> _Exercise_: Go through the records and report each line in which the word "stone" occurs.

Stored items
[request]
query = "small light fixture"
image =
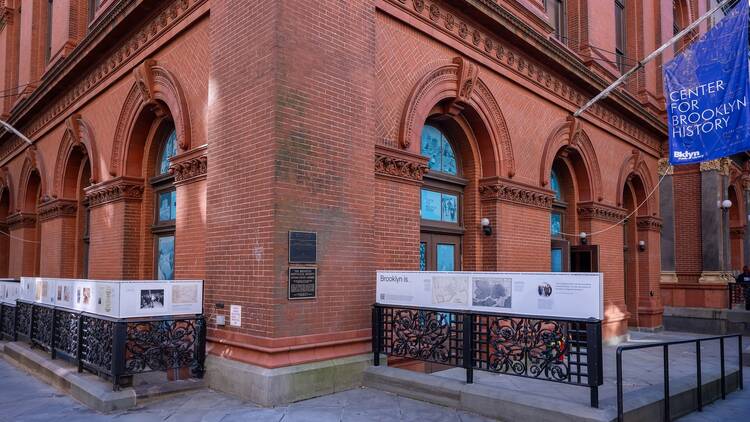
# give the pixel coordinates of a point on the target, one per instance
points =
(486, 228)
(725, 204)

...

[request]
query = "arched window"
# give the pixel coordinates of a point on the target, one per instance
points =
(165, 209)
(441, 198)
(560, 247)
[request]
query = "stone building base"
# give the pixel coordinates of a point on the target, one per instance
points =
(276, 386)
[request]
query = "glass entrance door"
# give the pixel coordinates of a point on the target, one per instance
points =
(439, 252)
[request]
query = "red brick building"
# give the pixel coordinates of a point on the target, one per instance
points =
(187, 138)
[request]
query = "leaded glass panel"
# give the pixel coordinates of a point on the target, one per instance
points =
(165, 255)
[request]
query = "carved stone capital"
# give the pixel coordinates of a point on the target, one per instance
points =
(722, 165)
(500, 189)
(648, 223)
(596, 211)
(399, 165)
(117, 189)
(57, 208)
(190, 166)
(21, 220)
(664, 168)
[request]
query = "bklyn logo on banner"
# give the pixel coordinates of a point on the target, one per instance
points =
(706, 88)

> _Written solution_:
query = "stone building base"
query = "carved stone capital"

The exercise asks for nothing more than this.